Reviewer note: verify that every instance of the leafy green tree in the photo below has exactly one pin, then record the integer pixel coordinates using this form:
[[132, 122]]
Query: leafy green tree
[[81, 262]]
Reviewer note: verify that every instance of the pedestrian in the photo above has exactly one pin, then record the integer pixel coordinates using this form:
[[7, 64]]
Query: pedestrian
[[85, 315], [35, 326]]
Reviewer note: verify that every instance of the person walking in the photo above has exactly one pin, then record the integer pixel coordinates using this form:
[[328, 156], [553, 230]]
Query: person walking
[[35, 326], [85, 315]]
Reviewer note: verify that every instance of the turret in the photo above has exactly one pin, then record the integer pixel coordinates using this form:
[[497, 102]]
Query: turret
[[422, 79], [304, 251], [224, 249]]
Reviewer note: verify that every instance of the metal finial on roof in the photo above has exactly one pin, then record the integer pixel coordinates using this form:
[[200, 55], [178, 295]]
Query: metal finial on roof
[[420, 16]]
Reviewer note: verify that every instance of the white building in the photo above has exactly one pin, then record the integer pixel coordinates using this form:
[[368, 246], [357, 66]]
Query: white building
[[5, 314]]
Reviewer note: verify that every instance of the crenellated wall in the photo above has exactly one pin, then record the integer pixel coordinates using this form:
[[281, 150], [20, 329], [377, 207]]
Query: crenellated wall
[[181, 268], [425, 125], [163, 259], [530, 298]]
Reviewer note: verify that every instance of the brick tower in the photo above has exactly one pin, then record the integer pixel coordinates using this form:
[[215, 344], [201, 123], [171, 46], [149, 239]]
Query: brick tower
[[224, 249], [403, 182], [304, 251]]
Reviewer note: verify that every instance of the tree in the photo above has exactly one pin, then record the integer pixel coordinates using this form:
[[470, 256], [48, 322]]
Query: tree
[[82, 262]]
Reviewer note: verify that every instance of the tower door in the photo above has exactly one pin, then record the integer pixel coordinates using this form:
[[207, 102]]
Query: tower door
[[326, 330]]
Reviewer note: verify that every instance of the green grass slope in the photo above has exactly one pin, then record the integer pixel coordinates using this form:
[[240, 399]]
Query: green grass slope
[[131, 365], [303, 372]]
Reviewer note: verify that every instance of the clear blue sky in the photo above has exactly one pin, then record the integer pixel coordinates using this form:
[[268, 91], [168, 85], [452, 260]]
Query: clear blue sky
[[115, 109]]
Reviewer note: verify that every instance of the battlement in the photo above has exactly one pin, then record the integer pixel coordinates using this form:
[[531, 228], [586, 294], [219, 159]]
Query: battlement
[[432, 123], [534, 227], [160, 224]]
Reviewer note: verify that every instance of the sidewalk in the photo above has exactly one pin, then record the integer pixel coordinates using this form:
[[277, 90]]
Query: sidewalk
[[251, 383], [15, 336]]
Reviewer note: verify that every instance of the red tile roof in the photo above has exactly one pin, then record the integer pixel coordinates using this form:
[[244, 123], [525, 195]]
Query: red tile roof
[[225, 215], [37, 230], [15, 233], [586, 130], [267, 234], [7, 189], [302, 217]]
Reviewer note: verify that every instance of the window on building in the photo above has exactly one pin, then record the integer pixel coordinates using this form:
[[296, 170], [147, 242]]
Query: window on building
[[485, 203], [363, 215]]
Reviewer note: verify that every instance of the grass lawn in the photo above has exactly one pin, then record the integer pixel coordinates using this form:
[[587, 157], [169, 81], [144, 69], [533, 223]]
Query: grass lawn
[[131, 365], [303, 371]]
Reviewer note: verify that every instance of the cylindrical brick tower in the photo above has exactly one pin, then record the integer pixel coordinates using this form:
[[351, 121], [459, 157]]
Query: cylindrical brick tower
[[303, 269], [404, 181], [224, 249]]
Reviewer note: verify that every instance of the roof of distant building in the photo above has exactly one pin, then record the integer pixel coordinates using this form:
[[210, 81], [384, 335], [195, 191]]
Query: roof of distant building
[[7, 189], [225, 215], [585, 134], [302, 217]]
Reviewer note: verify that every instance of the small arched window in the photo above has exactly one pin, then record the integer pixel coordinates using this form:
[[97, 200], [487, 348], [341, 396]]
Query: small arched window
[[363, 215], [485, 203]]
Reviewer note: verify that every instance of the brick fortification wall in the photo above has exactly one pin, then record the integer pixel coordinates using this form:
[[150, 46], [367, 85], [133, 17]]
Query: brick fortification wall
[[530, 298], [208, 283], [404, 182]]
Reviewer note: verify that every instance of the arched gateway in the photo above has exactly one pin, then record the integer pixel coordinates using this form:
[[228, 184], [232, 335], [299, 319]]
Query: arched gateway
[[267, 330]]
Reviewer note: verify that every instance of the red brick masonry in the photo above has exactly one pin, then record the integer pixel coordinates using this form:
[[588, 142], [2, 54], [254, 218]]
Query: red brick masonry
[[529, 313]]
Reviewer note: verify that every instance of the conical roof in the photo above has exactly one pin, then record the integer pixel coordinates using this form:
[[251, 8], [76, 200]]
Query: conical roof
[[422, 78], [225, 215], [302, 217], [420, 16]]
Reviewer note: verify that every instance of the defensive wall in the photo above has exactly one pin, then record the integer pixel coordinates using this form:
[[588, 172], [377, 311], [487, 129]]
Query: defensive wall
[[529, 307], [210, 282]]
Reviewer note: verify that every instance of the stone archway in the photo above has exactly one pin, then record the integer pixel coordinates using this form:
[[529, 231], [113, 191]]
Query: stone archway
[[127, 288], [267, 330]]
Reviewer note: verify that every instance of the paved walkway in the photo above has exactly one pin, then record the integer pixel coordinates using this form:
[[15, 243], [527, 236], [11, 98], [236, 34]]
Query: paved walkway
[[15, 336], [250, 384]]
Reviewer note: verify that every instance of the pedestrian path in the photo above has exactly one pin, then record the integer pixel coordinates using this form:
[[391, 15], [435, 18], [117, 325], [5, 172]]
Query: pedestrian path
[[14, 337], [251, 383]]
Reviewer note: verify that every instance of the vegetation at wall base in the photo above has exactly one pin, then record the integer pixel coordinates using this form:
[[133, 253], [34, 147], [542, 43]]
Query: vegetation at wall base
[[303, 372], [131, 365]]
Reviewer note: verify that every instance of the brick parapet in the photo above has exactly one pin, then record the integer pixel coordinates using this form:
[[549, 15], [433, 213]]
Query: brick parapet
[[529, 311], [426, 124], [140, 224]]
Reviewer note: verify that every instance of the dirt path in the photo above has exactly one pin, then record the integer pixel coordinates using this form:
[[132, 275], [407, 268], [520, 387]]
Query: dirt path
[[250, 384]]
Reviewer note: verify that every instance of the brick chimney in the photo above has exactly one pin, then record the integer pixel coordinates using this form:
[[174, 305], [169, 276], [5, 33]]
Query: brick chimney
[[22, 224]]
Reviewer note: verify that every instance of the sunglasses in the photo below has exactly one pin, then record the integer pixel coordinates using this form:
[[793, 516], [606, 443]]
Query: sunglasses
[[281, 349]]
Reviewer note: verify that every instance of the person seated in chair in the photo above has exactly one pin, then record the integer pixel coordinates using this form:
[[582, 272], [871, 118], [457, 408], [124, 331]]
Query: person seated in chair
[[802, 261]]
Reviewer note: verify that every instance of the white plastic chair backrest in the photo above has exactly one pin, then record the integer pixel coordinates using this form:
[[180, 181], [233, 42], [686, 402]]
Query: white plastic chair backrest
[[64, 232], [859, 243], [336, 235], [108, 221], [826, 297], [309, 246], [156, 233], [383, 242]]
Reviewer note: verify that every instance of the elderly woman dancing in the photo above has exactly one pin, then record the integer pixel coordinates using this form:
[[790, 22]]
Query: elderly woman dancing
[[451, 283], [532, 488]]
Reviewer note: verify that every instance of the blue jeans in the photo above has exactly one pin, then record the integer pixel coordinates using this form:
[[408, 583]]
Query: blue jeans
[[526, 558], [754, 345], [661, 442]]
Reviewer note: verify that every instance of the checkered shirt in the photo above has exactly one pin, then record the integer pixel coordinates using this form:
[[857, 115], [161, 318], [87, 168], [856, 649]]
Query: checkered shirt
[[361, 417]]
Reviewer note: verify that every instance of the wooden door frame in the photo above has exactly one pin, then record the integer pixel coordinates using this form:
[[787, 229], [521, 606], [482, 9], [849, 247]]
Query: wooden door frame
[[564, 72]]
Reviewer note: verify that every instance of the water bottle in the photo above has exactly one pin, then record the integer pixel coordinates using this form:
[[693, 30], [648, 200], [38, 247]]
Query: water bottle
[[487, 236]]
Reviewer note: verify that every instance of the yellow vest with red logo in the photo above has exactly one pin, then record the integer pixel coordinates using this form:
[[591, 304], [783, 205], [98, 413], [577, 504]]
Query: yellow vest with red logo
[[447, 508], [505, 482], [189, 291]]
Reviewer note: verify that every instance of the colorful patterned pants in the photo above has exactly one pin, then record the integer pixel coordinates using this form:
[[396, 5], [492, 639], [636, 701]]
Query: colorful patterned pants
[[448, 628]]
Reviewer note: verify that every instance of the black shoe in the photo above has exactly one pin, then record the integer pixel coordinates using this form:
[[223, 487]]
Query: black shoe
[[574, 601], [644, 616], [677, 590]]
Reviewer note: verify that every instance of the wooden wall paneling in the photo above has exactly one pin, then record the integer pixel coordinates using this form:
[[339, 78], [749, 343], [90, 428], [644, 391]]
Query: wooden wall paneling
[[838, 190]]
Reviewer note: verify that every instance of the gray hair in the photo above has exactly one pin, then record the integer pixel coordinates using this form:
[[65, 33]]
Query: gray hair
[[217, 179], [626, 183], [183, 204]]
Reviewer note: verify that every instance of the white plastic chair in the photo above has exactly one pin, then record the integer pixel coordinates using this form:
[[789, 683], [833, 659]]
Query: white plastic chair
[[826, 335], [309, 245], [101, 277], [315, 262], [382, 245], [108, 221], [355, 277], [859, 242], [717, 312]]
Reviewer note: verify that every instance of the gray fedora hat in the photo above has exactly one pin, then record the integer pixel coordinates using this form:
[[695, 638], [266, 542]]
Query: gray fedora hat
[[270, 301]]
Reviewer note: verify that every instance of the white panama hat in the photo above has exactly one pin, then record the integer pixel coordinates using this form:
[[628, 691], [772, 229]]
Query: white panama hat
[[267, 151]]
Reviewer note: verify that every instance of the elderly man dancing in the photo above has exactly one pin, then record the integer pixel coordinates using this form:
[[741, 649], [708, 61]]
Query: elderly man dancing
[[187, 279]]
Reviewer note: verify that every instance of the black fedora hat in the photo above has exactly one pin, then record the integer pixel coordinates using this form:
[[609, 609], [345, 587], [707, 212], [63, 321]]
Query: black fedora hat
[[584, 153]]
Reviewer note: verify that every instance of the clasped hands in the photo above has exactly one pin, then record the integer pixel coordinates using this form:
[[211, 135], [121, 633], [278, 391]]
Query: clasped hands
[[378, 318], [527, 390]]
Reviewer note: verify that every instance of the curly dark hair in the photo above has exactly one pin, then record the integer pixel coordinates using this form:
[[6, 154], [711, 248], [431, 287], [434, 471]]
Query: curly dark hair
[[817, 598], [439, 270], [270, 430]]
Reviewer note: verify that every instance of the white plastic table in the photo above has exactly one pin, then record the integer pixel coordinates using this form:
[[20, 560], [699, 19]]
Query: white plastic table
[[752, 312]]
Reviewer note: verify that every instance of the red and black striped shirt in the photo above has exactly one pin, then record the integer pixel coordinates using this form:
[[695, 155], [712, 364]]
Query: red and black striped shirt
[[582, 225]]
+--
**WORK TO COMPLETE:** Copy the rows verbatim, starting at the line containing "Reviewer note: verify that every instance of the pedestrian path" and ending at the line containing "[[250, 384]]", with both of those lines included.

**REPLY:**
Reviewer note: verify that every instance of the pedestrian path in the photo above has exactly one pin, then record the integer pixel coordinates using this form:
[[391, 15], [435, 18], [117, 325], [5, 172]]
Query: pedestrian path
[[14, 337], [251, 383]]
Reviewer note: verify that every instance of the vegetation at wall base in the photo above has exactly one pin, then record the integer pixel coordinates using this form:
[[133, 253], [34, 147], [542, 43]]
Query: vegetation at wall base
[[303, 372], [131, 365]]
Reviewer note: verify that every instance of the brick parapet in the photo above has exactly one pin, then record the integer pixel coordinates using this form:
[[549, 15], [433, 213]]
Query: brick parapet
[[529, 311], [426, 124], [140, 224]]
Reviewer note: verify that every instance of the dirt path in the photo above has exactly one pin, then record the integer pixel coordinates using this form:
[[132, 275], [407, 268], [520, 387]]
Query: dirt path
[[250, 384]]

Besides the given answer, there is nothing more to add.